Materials provided:

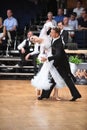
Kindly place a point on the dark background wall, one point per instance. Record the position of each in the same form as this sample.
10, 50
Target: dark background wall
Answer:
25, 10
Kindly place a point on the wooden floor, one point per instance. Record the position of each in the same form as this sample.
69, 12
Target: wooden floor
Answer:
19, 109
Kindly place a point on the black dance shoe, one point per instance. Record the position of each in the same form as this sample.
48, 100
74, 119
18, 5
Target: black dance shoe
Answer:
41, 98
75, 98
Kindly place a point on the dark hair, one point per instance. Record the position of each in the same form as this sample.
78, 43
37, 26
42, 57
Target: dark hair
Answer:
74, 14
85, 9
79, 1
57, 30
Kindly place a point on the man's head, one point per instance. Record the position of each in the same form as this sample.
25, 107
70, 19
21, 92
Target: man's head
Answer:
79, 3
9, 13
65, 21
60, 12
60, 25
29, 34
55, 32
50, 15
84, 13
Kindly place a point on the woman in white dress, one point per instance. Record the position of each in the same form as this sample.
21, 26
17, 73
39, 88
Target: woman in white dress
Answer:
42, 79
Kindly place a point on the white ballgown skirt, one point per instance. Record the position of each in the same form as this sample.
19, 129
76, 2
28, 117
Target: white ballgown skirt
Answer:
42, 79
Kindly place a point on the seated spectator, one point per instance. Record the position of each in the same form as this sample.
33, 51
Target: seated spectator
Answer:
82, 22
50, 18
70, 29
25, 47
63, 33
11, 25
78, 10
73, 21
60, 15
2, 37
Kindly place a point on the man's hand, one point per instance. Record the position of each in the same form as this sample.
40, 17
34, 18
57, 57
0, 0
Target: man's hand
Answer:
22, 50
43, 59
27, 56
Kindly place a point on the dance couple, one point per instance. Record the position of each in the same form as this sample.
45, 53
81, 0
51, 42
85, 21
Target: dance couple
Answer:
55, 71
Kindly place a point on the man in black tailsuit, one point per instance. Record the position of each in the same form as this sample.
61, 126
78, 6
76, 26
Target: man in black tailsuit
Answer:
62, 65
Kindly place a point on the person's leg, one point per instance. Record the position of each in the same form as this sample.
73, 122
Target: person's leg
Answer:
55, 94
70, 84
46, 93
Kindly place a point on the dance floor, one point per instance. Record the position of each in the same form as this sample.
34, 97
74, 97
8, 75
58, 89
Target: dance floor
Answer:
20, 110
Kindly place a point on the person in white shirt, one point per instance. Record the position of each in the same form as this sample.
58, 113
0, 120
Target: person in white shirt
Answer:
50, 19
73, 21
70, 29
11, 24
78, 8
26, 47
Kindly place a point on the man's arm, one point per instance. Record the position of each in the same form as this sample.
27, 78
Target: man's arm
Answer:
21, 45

What is needed: Go through the data above and transcribe it in full, omitting any image.

Response to the task:
Kindly place a point on the dark background wall, one point per instance. Record the position of each in the same form as this sample.
10, 50
Target: dark background wall
Answer:
25, 10
Kindly place a point on the wooden floor, one point per instance. Record the position of each in the same form as this sample.
69, 12
Target: wooden floor
Answer:
19, 109
Kindly place a point on the black dance shoe, one point per instance. Record the position of each in the same form as this sample.
48, 100
74, 119
18, 5
Target: black dance shoe
Answer:
41, 98
75, 98
Kindly place a point on the dark hair, one point per instance. Record the position of each in the same form as this sample.
78, 43
37, 26
42, 57
Target: dark hair
Answer:
74, 14
85, 9
79, 1
57, 30
Kindly place a point on the man's head, one point per instance. Record the position of each in the same form as this sample.
25, 107
70, 19
21, 92
Target: man's head
Answer:
79, 3
9, 13
65, 21
60, 12
60, 25
29, 34
55, 32
50, 15
84, 13
Kindly place a point on the woman in white dress, one point per instance. Record the position of each in the same form as this sample.
21, 26
17, 73
39, 88
Target: woman in white dress
Answer:
42, 79
Kindly place a point on the white ballgown skirt, one point per instance. Record the position of each in the same form as this sample.
19, 129
76, 2
28, 117
Target: white ballgown skirt
Answer:
42, 79
Kindly place a point on the seated spectator, one point per instance. Record the position of each in the same form as this sample.
33, 51
Target: seated spectator
Answer:
82, 22
50, 18
70, 29
25, 47
63, 33
11, 25
78, 10
73, 21
60, 15
2, 37
Kindly place a point on the man's hand, one point per instance. Record the position of each in the same form as this sample.
40, 17
34, 18
57, 57
0, 0
Target: man's hand
Answer:
22, 50
43, 59
27, 56
Kindly place a point on the dance couple, one point per instance. Record the position of each in the same form as this sample.
45, 53
81, 0
51, 42
85, 21
Target: dance couple
Answer:
55, 71
Kindly place a point on the man in black tailsuit, one point per instance. Record the position of each in the same form as this sample.
61, 126
78, 6
76, 26
Target: man in black tailsuit
Answer:
62, 65
Kindly place a point on the person's leg, one point per instance. Record the position of each in the same form as this sample.
73, 122
Target: person's leg
Answer:
55, 94
70, 84
46, 93
Kindly place a point on the dance floor, one point per instance. Record the position of each in the same form as this sample.
34, 97
74, 97
8, 75
58, 89
Target: dance floor
Answer:
20, 110
Kindly place a point on the person in white shirt, one point per instance. Record the position of each in the same form as this sample.
58, 113
0, 120
Target: person in white shirt
Answer:
50, 19
73, 21
70, 29
11, 24
78, 8
26, 47
Kindly place a point on the man's arm, one point per instance. Record the position of each in the same form as this sample.
27, 78
Target: man's arm
Answer:
21, 45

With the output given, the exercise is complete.